___ PAGE EXTRACT ___
Saturday, March 29, 2008

I remember when...

I remember when I was a blogspot blogger through and through. Then I lost a(nother) kid, raised some money, had a short lived media blitz, stopped writing poetry and opened a Mommies Group. Somewhere amid all that chaos, I lost my mind and did what I thought at the time constituted "moving on."

Moving on isn't always all it's cracked up to be.

Since then I've managed to see my oldest turn 18 and move out, my oldest daughter become a hormonal teenager, put my youngest son into gifted classes, and raised my youngest child to the ripe old age of 4 1/2... she starts kindergarten in the Fall... if I don't decide to homeschool her that is. I'm leaning towards homeschooling, despite all the begging she does to ride the school bus.

Let's see what else? My estranged father died, just after Nova did, but I didn't find that out until a few months ago. I found his oldest daughter, my half sister. Well, actually, she found me but that's a long story I choose not to share at the moment.

We've moved out of the house we rented for 5 1/2 years. Been in the new place for a couple months now... funny part is that my mother moved in with me in the old house 4 years ago, but when we moved out, she didn't. She's still there at the old place with my long lost half sister, my oldest son, and *my* garden. I won't deny that there are some hard feelings there, or that I miss my garden. It was a magical spot, my magical spot, the place I created, my therapy, where I spent time concentrating on life when I was lost in death... And I ran off and abandoned it. Yet another plot of dirt I won't visit.

I had a job, managing a small family owned coffee shop. Loved the job. The boss? Not so much. Unfortunately, I didn't learn what a hateful bitch she is until after I chose to move into THIS house, for the sake of that job, because it's within walking distance... convenient since I don't drive huh?

So much for that.

I've learned a few lessons in humman psychology since I left here too. Mainly that I am not the kind of girl who bonds well. That I'm not well suited to dealing with certain types of women - one of whom was my "partner" in the Mommies group. She showed her ass and left though, so there are silver linings right?

So now I'm trying to figure out what to do with my life... I've never reached this point before, when my youngest is going off to school (or, at the very least, has reached a completely new level of independence) in the absence of pregnancy or a new baby. What now?
___ INFORMATION SUPPLIED ___
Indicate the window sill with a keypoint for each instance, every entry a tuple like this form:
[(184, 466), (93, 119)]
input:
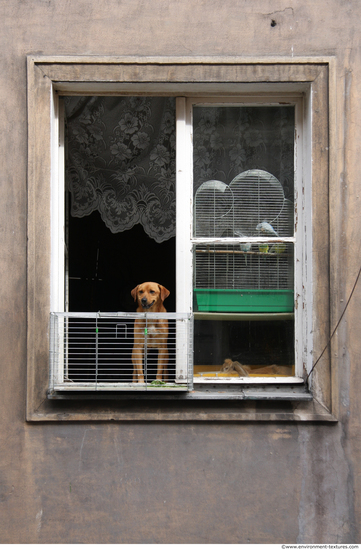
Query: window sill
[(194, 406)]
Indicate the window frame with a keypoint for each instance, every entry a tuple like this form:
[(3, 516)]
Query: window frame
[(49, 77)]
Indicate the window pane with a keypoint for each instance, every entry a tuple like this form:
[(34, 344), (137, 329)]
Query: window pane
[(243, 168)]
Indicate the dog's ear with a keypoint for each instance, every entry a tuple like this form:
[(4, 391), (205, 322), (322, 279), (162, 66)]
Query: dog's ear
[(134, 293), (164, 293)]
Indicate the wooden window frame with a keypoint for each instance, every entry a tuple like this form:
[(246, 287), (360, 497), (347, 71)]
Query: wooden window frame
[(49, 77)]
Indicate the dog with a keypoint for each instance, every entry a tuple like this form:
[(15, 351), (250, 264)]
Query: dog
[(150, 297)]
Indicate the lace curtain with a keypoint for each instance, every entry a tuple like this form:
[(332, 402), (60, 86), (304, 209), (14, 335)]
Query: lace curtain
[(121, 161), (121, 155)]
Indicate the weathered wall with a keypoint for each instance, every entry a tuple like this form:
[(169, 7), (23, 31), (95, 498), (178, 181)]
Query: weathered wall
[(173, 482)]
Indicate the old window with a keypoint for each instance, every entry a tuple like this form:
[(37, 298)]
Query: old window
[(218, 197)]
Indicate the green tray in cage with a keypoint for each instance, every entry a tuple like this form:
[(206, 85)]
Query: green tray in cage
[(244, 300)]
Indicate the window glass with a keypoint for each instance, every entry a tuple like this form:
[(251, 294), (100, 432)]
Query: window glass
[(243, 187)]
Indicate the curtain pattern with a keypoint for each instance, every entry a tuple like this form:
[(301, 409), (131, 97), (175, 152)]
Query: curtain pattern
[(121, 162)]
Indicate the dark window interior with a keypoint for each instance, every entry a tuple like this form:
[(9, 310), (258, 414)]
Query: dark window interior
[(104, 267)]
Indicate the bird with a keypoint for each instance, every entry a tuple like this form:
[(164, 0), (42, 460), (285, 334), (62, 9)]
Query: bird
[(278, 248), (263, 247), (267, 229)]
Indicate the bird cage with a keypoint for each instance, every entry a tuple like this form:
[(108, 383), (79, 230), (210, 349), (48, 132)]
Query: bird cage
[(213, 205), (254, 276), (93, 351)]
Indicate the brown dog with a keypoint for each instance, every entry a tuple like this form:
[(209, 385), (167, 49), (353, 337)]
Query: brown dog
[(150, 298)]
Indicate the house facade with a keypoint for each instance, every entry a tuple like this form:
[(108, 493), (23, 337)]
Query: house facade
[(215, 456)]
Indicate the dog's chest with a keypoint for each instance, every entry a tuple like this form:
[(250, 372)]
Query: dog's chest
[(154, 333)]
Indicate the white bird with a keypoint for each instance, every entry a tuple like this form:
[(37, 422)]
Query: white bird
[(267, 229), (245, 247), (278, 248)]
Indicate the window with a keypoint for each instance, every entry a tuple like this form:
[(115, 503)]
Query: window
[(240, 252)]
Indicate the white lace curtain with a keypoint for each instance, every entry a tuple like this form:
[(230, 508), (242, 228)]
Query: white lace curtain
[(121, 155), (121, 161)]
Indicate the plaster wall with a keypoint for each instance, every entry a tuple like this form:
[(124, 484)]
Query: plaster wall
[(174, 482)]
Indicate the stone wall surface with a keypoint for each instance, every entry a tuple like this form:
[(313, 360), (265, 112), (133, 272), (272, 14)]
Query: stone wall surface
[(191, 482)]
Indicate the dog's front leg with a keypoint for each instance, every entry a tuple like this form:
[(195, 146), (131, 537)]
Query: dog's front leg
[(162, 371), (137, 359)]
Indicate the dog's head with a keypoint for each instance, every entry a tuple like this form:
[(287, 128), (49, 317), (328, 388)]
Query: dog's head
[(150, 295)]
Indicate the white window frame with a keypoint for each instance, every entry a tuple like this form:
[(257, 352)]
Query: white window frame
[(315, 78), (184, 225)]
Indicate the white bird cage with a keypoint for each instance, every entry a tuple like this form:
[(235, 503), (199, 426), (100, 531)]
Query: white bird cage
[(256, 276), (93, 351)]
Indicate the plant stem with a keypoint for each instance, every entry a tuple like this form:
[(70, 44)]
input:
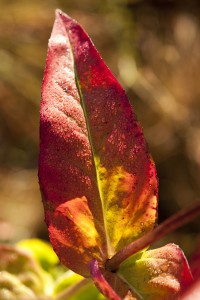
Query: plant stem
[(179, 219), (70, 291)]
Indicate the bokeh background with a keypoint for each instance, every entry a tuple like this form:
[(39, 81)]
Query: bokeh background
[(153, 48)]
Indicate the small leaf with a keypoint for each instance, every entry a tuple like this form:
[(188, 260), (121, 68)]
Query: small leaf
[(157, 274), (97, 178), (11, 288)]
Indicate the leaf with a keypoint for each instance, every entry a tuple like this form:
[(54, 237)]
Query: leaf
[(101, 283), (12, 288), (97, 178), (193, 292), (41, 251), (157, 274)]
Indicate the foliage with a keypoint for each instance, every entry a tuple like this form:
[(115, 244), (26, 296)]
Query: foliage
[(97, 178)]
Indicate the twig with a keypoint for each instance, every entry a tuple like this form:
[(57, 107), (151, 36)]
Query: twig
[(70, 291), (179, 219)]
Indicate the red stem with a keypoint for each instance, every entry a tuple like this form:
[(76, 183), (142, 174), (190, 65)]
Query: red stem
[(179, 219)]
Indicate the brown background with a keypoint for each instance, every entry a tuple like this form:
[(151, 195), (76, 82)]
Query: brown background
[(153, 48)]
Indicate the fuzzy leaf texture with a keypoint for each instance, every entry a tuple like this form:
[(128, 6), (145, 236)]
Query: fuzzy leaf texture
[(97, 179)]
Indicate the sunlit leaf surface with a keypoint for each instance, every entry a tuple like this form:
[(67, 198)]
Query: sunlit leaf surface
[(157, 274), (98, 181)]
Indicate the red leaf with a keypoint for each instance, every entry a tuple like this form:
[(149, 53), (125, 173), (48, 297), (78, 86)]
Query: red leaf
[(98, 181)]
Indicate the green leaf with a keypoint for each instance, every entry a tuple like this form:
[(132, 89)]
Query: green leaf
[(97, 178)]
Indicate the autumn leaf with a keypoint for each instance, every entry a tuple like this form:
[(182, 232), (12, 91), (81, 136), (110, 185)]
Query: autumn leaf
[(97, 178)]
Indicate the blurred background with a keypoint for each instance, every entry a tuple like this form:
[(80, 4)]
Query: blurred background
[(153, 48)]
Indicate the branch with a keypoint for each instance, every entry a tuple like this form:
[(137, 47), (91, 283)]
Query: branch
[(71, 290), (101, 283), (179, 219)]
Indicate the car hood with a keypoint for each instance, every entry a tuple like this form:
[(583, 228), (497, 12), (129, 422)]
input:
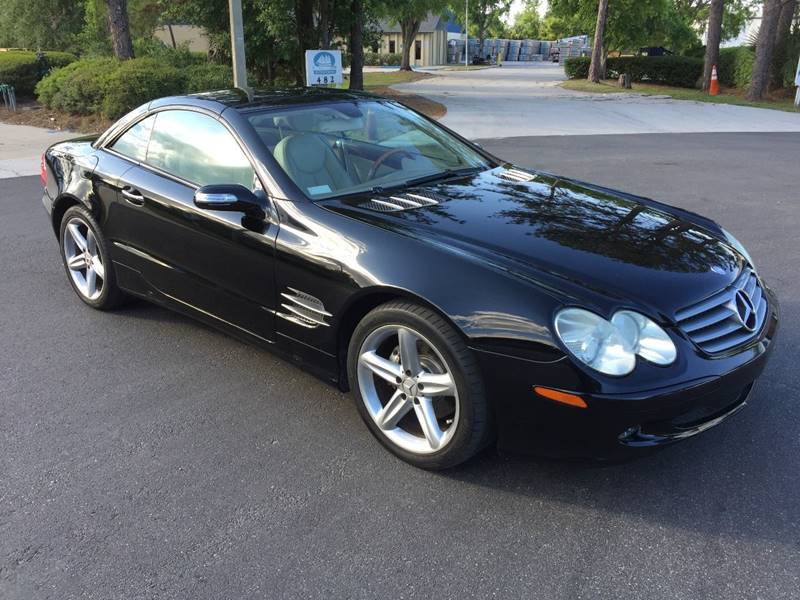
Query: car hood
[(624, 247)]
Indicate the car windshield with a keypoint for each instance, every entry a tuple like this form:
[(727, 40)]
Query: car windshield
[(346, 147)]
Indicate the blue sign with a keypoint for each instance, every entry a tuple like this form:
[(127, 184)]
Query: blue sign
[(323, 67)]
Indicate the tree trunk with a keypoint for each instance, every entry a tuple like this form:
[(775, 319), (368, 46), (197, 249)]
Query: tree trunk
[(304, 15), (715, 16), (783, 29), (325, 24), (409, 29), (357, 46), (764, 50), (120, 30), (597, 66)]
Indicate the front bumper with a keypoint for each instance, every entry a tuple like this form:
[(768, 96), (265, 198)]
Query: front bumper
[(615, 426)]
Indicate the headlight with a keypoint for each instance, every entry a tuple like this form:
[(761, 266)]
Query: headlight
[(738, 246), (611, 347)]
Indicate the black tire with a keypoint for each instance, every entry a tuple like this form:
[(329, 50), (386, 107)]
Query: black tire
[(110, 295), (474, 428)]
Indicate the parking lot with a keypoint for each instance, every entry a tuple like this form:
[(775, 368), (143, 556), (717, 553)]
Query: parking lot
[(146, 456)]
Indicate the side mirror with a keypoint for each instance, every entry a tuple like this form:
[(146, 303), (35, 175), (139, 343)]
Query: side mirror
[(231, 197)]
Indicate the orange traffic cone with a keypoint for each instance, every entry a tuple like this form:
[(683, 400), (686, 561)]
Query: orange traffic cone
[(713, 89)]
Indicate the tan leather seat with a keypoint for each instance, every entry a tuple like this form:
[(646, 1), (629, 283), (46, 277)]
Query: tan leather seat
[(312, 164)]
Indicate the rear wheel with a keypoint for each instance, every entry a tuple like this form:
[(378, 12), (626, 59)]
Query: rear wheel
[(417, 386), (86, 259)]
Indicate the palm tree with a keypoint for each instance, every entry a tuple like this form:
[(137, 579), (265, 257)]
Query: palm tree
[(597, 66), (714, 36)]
___
* [WHAT YOU HAVE TO DO]:
Write the next part of the blog post titled "I remember when...", picking up after its closing question, "What now?"

* [TASK OUTPUT]:
No clue. For now I'm content to sit around and ponder about it without actually *doing* anything. Whatever.

I'm on year #3 of joining the AHA Heart Walk. Team Nova 2008. I've raised $50. My goal is $5000. I don't see me making it. I'm up to my eyeballs with the new house, the group, work, life, being a wife and mother.

I had another mother contact me recently, another heart mom with 2 heart kids. Hers were happier stories than mine... Anyway, she said that she read somewhere that there were only 7 recorded cases of a mother with multiple children with severe heart defects since 1980. 7 unlucky couples, she and I being 2 of those 7. Boy do I have a way with beating the odds eh? ;)

Anyway, my point in raising money for the AHA was because I want to help with researching families like mine, families who've lost children to CHD who have been told that there are some "unknown, unexplained" genetic reasons for the CHDs their children were born with. But all the money in the world won't make it possible to research something that happens 7 times in 28 years. There just aren't enough people to study... I mean really, what's that, 14 kids, and at least 2 of them are dead... not much of a pool to build a medical research project on. Not enough participants to even come out with remotely valid results.

Well now, that was a tangent I didn't mean to go off on.

Anyway. I'm on Myspace way more than I am blogspot now. I miss blogger. OK, I miss having my shit together like I did when I was here all the time. And there's no going back. Now, well, things are different now. Not better or worse, just different.